Items from a dataset
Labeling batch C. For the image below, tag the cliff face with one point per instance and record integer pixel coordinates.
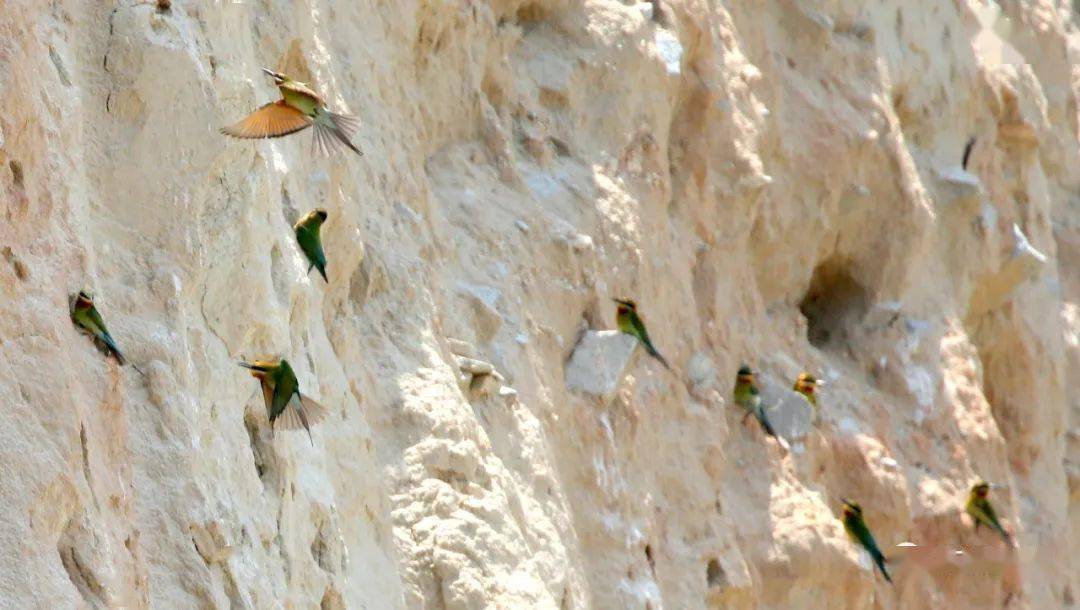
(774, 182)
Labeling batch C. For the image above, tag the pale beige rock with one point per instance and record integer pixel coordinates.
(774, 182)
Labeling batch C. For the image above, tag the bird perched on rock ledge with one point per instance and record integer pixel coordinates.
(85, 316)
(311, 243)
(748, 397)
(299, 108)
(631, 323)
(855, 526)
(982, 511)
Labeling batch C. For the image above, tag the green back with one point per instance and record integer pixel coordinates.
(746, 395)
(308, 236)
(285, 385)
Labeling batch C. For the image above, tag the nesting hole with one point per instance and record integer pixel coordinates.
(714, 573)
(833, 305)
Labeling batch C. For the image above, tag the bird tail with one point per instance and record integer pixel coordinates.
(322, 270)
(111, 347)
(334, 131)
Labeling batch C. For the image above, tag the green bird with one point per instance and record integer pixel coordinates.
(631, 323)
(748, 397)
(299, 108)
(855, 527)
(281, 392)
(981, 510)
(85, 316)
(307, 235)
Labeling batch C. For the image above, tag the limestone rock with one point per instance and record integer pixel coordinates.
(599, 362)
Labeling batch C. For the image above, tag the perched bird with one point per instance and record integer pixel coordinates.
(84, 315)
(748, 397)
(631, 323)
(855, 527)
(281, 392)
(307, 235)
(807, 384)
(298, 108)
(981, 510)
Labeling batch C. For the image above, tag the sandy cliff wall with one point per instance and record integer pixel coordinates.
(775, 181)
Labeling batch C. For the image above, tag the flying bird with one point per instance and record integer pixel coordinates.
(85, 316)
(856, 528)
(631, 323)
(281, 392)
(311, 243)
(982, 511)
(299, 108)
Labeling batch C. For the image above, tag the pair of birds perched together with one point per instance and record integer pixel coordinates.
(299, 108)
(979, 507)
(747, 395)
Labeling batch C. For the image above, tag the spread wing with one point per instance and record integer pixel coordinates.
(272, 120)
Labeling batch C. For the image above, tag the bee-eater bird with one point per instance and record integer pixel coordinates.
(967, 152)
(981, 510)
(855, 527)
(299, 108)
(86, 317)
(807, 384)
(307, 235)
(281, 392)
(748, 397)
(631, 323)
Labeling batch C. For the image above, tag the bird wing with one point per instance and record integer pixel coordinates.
...
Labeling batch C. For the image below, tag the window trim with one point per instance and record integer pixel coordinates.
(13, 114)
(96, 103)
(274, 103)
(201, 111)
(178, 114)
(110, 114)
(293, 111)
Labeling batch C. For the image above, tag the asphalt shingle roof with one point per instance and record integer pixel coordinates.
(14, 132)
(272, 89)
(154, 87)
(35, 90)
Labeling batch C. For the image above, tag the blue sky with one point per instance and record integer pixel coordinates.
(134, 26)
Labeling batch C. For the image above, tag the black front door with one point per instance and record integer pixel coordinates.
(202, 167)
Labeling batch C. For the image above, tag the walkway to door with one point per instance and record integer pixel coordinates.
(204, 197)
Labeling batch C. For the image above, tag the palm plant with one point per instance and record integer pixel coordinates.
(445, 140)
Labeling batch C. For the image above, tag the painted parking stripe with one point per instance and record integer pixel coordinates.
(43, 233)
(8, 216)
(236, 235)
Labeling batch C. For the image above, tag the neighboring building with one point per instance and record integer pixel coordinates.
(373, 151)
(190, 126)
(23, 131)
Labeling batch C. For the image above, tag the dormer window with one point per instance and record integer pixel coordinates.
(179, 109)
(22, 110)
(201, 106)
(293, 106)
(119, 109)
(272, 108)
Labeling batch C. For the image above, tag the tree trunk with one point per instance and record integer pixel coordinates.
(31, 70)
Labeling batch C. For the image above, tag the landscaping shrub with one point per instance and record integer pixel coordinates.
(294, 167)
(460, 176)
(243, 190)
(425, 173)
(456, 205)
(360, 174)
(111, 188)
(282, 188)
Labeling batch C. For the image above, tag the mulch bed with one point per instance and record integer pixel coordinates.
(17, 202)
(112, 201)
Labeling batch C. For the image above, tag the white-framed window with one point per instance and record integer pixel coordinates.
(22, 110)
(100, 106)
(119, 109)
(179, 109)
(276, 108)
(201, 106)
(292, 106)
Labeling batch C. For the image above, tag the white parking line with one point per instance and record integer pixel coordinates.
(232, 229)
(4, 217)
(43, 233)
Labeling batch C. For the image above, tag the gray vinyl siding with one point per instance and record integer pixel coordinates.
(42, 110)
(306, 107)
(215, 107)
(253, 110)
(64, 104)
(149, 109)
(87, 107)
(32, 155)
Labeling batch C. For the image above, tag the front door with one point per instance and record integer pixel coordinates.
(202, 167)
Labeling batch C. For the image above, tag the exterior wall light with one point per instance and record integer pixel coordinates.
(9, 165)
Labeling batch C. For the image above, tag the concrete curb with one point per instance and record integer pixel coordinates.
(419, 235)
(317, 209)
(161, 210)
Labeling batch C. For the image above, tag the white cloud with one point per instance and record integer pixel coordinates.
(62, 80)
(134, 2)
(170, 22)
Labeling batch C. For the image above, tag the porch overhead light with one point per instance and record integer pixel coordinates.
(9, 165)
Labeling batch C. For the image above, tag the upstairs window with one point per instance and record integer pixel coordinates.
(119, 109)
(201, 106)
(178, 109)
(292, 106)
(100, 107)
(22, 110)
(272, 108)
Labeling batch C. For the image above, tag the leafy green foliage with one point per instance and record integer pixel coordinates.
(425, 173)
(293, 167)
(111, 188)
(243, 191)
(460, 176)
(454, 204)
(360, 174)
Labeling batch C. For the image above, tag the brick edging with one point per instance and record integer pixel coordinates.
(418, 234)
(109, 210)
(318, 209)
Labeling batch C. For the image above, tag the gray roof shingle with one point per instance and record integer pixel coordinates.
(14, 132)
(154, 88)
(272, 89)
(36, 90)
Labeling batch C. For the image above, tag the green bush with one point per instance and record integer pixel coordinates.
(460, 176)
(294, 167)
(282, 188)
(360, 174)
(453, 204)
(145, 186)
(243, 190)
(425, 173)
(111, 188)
--
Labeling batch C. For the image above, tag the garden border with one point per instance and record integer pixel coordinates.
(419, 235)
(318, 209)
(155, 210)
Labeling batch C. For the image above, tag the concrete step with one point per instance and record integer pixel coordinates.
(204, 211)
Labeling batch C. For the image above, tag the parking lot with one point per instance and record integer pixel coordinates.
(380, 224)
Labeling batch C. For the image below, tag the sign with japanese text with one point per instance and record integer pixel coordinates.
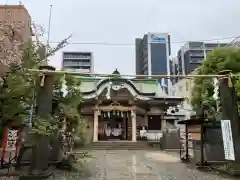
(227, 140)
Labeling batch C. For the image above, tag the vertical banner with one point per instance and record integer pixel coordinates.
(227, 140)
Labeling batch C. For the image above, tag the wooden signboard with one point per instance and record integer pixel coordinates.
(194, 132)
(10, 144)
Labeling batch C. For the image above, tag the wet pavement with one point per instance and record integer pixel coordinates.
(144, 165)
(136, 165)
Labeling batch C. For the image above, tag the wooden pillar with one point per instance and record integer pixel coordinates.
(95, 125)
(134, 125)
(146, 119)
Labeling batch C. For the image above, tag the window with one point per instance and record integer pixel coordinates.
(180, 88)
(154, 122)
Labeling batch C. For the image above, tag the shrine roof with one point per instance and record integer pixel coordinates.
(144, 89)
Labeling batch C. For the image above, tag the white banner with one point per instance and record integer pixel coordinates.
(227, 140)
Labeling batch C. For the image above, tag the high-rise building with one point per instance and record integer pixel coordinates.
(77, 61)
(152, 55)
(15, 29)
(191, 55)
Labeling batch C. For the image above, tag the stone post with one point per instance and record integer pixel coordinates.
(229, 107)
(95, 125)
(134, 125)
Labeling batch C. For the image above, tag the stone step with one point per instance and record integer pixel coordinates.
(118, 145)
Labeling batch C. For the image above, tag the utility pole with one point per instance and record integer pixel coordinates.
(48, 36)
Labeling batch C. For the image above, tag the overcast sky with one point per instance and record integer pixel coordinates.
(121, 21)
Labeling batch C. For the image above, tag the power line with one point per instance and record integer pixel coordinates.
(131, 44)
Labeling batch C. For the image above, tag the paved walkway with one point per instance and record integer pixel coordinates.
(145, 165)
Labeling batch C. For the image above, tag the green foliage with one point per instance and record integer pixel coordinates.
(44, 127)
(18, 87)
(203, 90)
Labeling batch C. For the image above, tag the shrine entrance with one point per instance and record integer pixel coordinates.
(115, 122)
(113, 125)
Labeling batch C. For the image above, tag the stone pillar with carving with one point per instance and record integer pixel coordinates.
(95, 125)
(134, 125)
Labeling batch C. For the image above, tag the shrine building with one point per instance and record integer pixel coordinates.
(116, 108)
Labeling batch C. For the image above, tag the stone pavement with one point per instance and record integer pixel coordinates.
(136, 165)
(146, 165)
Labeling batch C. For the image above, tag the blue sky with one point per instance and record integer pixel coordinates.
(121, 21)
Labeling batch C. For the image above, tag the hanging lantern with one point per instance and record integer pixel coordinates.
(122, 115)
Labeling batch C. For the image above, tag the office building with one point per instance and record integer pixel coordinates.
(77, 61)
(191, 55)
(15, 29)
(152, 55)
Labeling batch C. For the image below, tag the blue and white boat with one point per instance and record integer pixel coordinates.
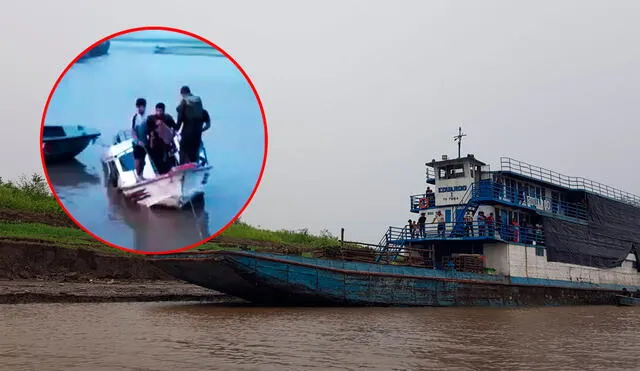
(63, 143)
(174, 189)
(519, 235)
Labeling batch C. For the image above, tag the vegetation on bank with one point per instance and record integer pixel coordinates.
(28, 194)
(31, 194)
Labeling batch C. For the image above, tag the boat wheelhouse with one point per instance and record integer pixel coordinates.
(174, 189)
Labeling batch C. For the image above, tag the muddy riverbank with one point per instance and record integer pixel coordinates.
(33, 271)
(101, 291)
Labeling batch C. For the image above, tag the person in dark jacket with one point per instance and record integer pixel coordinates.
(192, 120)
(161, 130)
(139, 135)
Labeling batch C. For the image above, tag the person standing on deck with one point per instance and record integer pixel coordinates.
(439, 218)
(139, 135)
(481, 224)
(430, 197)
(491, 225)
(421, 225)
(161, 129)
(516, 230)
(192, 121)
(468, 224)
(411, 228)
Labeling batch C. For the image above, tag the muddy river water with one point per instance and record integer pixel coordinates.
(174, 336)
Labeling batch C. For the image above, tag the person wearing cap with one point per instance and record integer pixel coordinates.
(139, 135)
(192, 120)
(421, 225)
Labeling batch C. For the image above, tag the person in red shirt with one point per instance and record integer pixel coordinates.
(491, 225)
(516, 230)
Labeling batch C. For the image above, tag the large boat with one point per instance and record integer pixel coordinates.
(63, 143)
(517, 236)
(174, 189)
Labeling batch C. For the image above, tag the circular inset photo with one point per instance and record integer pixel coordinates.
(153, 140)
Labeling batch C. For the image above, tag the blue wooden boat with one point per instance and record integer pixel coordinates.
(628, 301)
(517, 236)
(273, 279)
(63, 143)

* _WHAT YOU ARE ASKED TO DO_
Please list every line of the records that contains the word "shingle", copying each line in full.

* _REPLY TO THE EXERCISE_
Labeling batch C. For the image above, tag the asphalt shingle roof with one point per instance and record integer pixel coordinates.
Labeling batch C. For the image above, tag the gray roof shingle with one point per instance and record integer pixel coordinates.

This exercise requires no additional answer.